— Begin Entries provided —

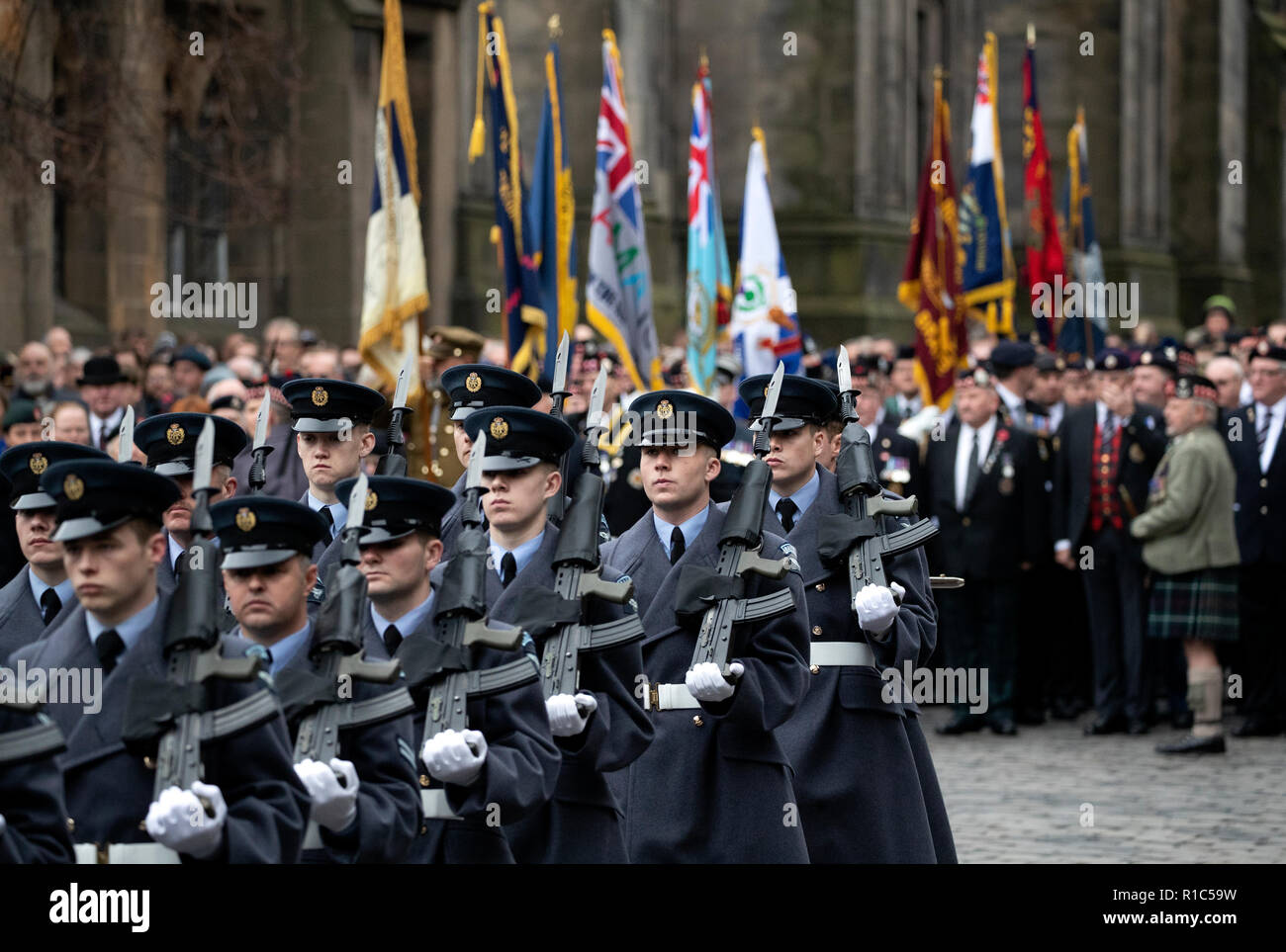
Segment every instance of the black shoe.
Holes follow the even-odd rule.
[[[1100,737],[1105,734],[1120,734],[1125,730],[1125,718],[1121,714],[1109,717],[1106,721],[1094,721],[1085,728],[1087,737]]]
[[[1282,727],[1271,717],[1247,717],[1246,722],[1232,732],[1233,737],[1276,737]]]
[[[976,717],[970,717],[968,714],[955,714],[946,723],[937,726],[937,732],[944,735],[953,734],[970,734],[971,731],[983,730],[983,722]]]
[[[1019,728],[1013,726],[1013,721],[1008,717],[988,721],[988,726],[992,728],[992,734],[999,734],[1002,737],[1012,737],[1019,732]]]
[[[1222,754],[1224,752],[1223,735],[1213,737],[1187,736],[1174,744],[1157,744],[1159,754]]]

— End Entries provided —

* [Exercise description] Reproduce the entire listing above without any changes, omitting only the picture.

* [Response]
Segment every instance of the black shoe.
Holes follow the even-odd rule.
[[[1100,737],[1105,734],[1120,734],[1125,730],[1125,718],[1121,714],[1109,717],[1106,721],[1094,721],[1085,728],[1087,737]]]
[[[1282,727],[1271,717],[1247,717],[1246,722],[1232,732],[1233,737],[1276,737]]]
[[[976,717],[970,717],[968,714],[955,714],[946,723],[937,726],[937,732],[944,735],[953,734],[970,734],[971,731],[983,730],[983,722]]]
[[[1019,728],[1013,726],[1013,721],[1008,717],[988,721],[988,726],[992,728],[992,734],[999,734],[1002,737],[1012,737],[1019,732]]]
[[[1222,754],[1224,752],[1223,735],[1213,737],[1187,736],[1174,744],[1157,744],[1159,754]]]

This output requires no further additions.